• [Text]:
§

Monday, March 30, 2009

I Moved Again and Not Home Yet

Note: Ernie's daughter is posting this update so Ernie's friends will know where he is now and how he's doing.

Ernie was transferred out of the Skilled Nursing Unit at Parkview Medical Center in Pueblo, CO at noon today and brought to a nursing home in Canon City. His address now is:
Ernest Margheim
Canon Lodge Care Center
Room 105
905 Harding
Canon City, CO 81212

He's sharing the room with another gentleman, so will have company and someone to visit with. That can be good or bad. He's lived alone for 12 years and during all of his hospitalizations, he's had a private room. Lucky Ernie! He's hoping to only be a resident at Canon Lodge for 2 or 3 weeks. So please keep him in your prayers. Prayers are so powerful and have brought him through these last very difficult 6 weeks! He survived a risky surgery and beat the odds, the arterial bypass was successful (against all odds), his broken leg has healed and is out of the cast it was in for 7 months and his diabetic ulcers are healing--another miracle. He was told this morning that the huge wound (tennis ball size) on the inside of his right ankle is healing clear to the bone. We were so relieved to hear that.

§

• [Data extract]:
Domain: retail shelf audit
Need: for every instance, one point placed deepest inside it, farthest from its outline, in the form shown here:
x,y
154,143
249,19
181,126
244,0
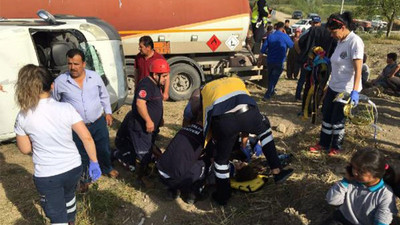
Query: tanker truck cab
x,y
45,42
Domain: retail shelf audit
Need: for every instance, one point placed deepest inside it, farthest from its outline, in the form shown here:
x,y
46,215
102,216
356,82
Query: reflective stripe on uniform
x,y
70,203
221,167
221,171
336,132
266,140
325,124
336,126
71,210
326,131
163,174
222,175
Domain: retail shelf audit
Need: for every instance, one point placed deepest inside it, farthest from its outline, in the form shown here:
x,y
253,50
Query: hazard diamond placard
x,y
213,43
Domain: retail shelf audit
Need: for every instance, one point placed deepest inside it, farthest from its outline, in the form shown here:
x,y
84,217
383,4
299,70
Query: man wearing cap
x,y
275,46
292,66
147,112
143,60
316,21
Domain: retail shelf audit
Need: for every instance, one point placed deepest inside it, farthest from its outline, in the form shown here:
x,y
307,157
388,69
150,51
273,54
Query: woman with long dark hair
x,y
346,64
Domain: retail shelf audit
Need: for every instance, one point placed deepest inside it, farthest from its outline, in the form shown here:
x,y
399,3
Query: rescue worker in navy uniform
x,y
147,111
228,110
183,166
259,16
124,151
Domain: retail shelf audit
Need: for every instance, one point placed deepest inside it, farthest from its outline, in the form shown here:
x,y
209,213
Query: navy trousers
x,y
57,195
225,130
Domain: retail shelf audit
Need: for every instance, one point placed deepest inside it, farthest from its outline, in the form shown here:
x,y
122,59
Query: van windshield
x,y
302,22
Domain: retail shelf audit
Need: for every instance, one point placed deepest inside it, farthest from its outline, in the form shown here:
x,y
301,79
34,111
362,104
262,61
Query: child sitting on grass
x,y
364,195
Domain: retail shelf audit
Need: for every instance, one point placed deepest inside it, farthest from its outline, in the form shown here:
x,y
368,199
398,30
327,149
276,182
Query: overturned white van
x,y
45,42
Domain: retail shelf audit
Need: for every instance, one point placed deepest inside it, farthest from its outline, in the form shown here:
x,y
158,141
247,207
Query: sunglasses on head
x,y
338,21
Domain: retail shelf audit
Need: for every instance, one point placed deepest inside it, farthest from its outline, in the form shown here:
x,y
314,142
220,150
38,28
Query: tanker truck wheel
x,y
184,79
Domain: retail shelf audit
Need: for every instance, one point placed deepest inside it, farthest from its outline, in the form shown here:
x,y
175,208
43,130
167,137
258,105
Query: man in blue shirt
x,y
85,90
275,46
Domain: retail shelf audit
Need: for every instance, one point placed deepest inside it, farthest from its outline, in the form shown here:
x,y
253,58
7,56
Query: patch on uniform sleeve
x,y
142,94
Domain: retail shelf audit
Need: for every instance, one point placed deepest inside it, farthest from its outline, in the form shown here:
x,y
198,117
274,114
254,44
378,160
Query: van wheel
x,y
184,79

§

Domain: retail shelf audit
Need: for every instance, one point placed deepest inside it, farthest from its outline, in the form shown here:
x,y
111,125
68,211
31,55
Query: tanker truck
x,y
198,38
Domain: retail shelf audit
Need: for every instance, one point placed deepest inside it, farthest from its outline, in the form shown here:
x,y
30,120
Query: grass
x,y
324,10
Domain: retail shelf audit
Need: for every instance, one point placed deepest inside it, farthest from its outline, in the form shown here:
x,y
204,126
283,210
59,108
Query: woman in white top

§

• [What needs to be done]:
Answer these questions from the update about Ernie.
1. From which unit and medical center was Ernie transferred?
2. For how many years has Ernie lived alone?
3. How long was Ernie's broken leg in a cast?

• [Exercise answer]:
1. The Skilled Nursing Unit at Parkview Medical Center in Pueblo, CO.
2. 12 years.
3. 7 months.